■ Your task
Find every line in the entries that holds the string "rough" and report it.

—————

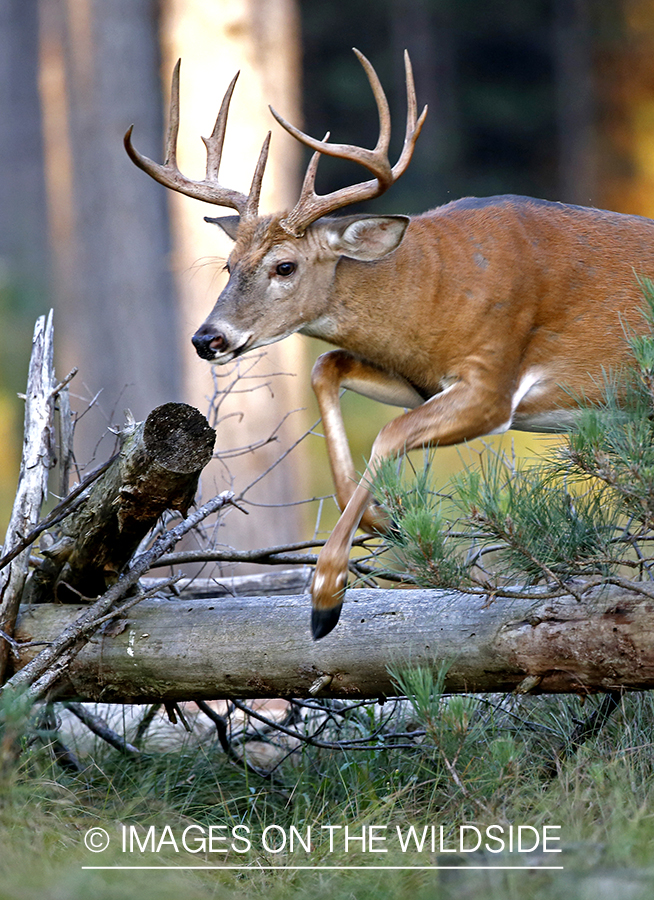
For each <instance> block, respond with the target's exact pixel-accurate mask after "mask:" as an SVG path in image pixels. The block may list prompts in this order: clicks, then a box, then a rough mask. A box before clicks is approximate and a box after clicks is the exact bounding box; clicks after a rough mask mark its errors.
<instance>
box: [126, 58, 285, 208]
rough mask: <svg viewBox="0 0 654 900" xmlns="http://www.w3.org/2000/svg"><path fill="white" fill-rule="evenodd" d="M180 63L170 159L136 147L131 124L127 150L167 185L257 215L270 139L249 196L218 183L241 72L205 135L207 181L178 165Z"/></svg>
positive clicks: (169, 186)
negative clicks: (206, 157)
mask: <svg viewBox="0 0 654 900" xmlns="http://www.w3.org/2000/svg"><path fill="white" fill-rule="evenodd" d="M180 64H181V60H178V61H177V64H176V66H175V68H174V70H173V78H172V84H171V89H170V109H169V114H168V121H169V124H168V131H167V134H166V147H165V154H166V161H165V162H164V164H163V165H161V164H160V163H156V162H154V161H153V160H151V159H149V158H148V157H147V156H144V155H143V154H142V153H140V152H139V151H138V150H136V149H135V147H134V146H133V145H132V140H131V138H132V130H133V128H134V126H133V125H130V127H129V128H128V129H127V132H126V134H125V137H124V144H125V149H126V150H127V153H128V154H129V157H130V159H131V160H132V162H134V163H135V164H136V165H137V166H138V167H139V168H140V169H143V171H144V172H147V174H148V175H150V176H151V177H152V178H154V179H155V181H158V182H159V183H160V184H163V185H164V186H165V187H168V188H171V189H172V190H174V191H177V192H178V193H180V194H185V195H186V196H187V197H193V198H194V199H195V200H203V201H204V202H205V203H213V204H215V205H216V206H228V207H230V208H231V209H235V210H236V211H237V212H238V213H239V215H241V216H242V217H245V216H255V215H256V214H257V209H258V204H259V195H260V193H261V181H262V179H263V172H264V169H265V165H266V160H267V156H268V143H269V138H267V139H266V141H265V142H264V146H263V148H262V150H261V154H260V156H259V162H258V163H257V168H256V170H255V175H254V179H253V181H252V187H251V189H250V193H249V195H247V196H246V195H245V194H242V193H241V192H240V191H234V190H231V189H230V188H226V187H223V186H222V185H221V184H219V182H218V170H219V168H220V160H221V157H222V149H223V142H224V140H225V128H226V125H227V114H228V112H229V104H230V101H231V99H232V94H233V92H234V86H235V84H236V79H237V78H238V73H237V74H236V76H235V77H234V78H233V79H232V81H231V82H230V85H229V87H228V88H227V90H226V92H225V96H224V97H223V101H222V103H221V106H220V111H219V113H218V117H217V118H216V123H215V125H214V128H213V131H212V133H211V136H210V137H209V138H202V140H203V141H204V144H205V146H206V148H207V173H206V177H205V178H204V180H203V181H194V180H192V179H190V178H187V177H186V176H185V175H183V174H182V173H181V172H180V170H179V167H178V165H177V135H178V132H179V73H180Z"/></svg>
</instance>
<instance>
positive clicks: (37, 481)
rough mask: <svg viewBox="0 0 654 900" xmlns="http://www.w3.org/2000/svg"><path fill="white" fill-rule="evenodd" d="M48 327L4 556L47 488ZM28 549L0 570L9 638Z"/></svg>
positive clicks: (47, 433) (30, 393) (2, 614)
mask: <svg viewBox="0 0 654 900" xmlns="http://www.w3.org/2000/svg"><path fill="white" fill-rule="evenodd" d="M53 351H54V329H53V325H52V310H51V311H50V314H49V315H48V318H47V321H46V318H45V316H40V317H39V318H38V319H37V321H36V325H35V327H34V337H33V339H32V355H31V358H30V365H29V373H28V376H27V393H26V395H25V426H24V432H23V456H22V460H21V465H20V474H19V476H18V489H17V491H16V497H15V499H14V506H13V510H12V513H11V519H10V521H9V526H8V528H7V536H6V538H5V543H4V548H3V550H4V555H6V554H7V552H8V551H10V550H12V549H13V548H14V547H15V546H16V545H17V544H18V543H19V542H20V541H21V539H22V537H23V535H25V534H26V533H27V532H28V531H30V530H31V529H32V528H33V527H34V526H35V525H36V523H37V522H38V520H39V515H40V513H41V506H42V504H43V500H44V499H45V497H46V493H47V489H48V471H49V469H50V467H51V460H52V428H53V412H54V392H53V387H54V385H55V377H54V367H53ZM28 566H29V550H27V549H25V550H22V551H20V552H19V554H18V555H17V556H16V557H15V558H14V559H13V560H12V562H11V563H10V565H9V566H8V567H7V568H6V569H3V570H2V571H1V572H0V631H2V632H3V633H4V634H6V635H9V637H11V636H12V635H13V632H14V625H15V622H16V615H17V614H18V607H19V604H20V602H21V597H22V593H23V586H24V584H25V579H26V578H27V570H28ZM9 650H10V647H9V644H8V643H7V641H6V640H3V639H0V684H2V682H3V680H4V675H5V669H6V667H7V661H8V658H9Z"/></svg>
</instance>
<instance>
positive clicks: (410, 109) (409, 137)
mask: <svg viewBox="0 0 654 900" xmlns="http://www.w3.org/2000/svg"><path fill="white" fill-rule="evenodd" d="M404 72H405V76H406V104H407V116H406V132H405V135H404V145H403V146H402V152H401V153H400V158H399V159H398V161H397V162H396V163H395V165H394V166H393V179H396V178H399V177H400V175H402V174H403V173H404V171H405V170H406V168H407V166H408V165H409V163H410V162H411V157H412V156H413V148H414V147H415V144H416V141H417V140H418V138H419V137H420V132H421V131H422V126H423V125H424V124H425V119H426V117H427V105H426V104H425V106H424V107H423V109H422V112H421V113H420V117H419V118H416V114H417V112H418V101H417V99H416V88H415V84H414V81H413V68H412V66H411V60H410V59H409V52H408V50H405V51H404Z"/></svg>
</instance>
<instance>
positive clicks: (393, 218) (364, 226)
mask: <svg viewBox="0 0 654 900" xmlns="http://www.w3.org/2000/svg"><path fill="white" fill-rule="evenodd" d="M324 224H325V227H326V229H327V242H328V244H329V246H330V247H331V249H332V250H334V251H335V252H336V253H338V254H339V255H340V256H347V257H349V258H350V259H359V260H363V261H369V260H373V259H380V258H381V257H382V256H386V254H387V253H390V252H391V251H392V250H395V248H396V247H397V246H399V244H400V242H401V240H402V238H403V237H404V232H405V231H406V227H407V225H408V224H409V217H408V216H344V217H343V218H342V219H331V220H329V219H328V220H325V223H324Z"/></svg>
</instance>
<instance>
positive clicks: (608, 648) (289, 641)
mask: <svg viewBox="0 0 654 900" xmlns="http://www.w3.org/2000/svg"><path fill="white" fill-rule="evenodd" d="M309 606H310V604H309V598H308V597H307V596H283V597H276V598H270V597H268V598H262V597H256V598H239V597H229V596H228V597H222V598H219V599H213V600H212V599H204V600H188V601H184V600H174V599H173V600H146V601H144V602H142V603H141V604H139V605H138V606H137V607H134V609H133V610H131V611H130V612H129V617H128V619H127V620H126V622H125V627H124V629H123V630H122V631H121V629H120V628H117V627H115V626H113V627H112V628H111V631H110V633H108V634H107V635H102V634H96V635H95V636H94V638H93V639H92V641H91V642H89V644H87V645H86V647H84V649H83V650H82V651H81V652H80V653H79V655H78V656H77V657H76V659H74V660H73V662H72V663H71V665H70V668H69V671H68V679H67V682H66V683H65V684H64V685H63V688H62V691H63V693H62V696H67V697H71V696H76V697H78V698H81V699H83V700H103V701H115V702H155V701H159V700H170V701H174V700H187V699H195V698H200V699H216V698H221V697H243V698H246V697H284V696H308V695H309V693H310V689H311V688H312V686H313V685H315V684H316V682H317V681H319V680H322V683H323V687H322V689H321V691H320V695H321V696H332V697H378V696H383V695H389V694H393V693H397V689H396V688H395V687H394V686H393V683H392V680H391V678H390V677H389V674H388V671H387V666H388V665H392V666H394V667H396V668H401V667H403V666H409V665H423V666H430V667H431V668H433V669H437V668H438V667H439V666H440V665H441V663H443V662H444V661H447V662H448V663H449V666H450V667H449V671H448V674H447V678H446V683H445V687H446V690H447V691H454V692H461V691H476V692H479V691H510V690H515V689H518V690H520V689H522V690H527V689H529V690H533V691H535V692H566V691H573V692H579V693H587V692H596V691H607V690H621V689H624V690H637V689H649V688H652V687H654V606H653V604H652V601H651V599H650V598H648V597H645V596H643V595H642V594H637V593H634V592H631V591H628V590H624V589H622V588H617V587H604V588H598V589H595V590H594V591H593V592H589V594H588V597H587V600H586V601H585V602H584V603H579V602H577V601H576V600H575V599H574V598H572V597H563V598H558V599H555V600H552V599H549V600H543V599H541V600H538V599H534V598H531V599H511V600H507V599H502V598H496V599H495V600H493V601H492V602H489V600H488V598H487V597H486V596H472V595H466V594H459V593H456V592H446V591H434V590H393V591H386V590H351V591H348V592H347V596H346V601H345V605H344V607H343V616H342V619H341V622H340V624H339V626H338V628H337V629H335V631H334V632H333V633H332V634H330V635H329V636H328V637H326V638H325V639H324V640H321V641H319V642H314V641H312V639H311V633H310V628H309ZM78 612H79V610H78V609H76V608H75V607H65V606H55V605H44V606H40V607H33V608H32V609H30V610H27V609H25V610H23V612H22V614H21V617H20V620H19V628H18V630H17V637H18V638H19V639H20V640H21V641H30V640H51V639H53V638H54V637H55V636H56V635H57V634H58V633H59V632H60V631H61V630H62V628H64V627H65V626H66V625H67V624H68V623H69V622H70V621H71V620H72V619H73V618H74V617H75V616H76V615H78ZM31 654H33V651H31V650H26V651H25V652H24V654H23V655H22V657H21V663H20V665H24V664H25V663H26V662H27V661H28V660H29V659H30V656H31Z"/></svg>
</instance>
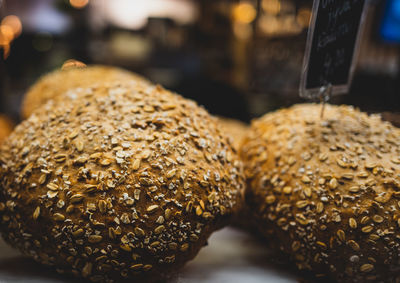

—————

■ Written answer
For each <instance> block, respond with the target's exact pixel-accurate mask after "mask:" as an SVG path in image pixels. The block may list prompts in this order: clicks, then a box, then a rough mask. A box before clicks is approximate and a box after clicks is the exact bounding box; clicks after a rough mask mark its errors.
rough mask: <svg viewBox="0 0 654 900" xmlns="http://www.w3.org/2000/svg"><path fill="white" fill-rule="evenodd" d="M180 63L170 159L136 147L131 124L127 150L167 185L257 215L270 139L249 196L218 183L241 72L205 135L207 181L178 165Z"/></svg>
rough mask: <svg viewBox="0 0 654 900" xmlns="http://www.w3.org/2000/svg"><path fill="white" fill-rule="evenodd" d="M48 327L4 556L47 488ZM28 549L0 570L9 638Z"/></svg>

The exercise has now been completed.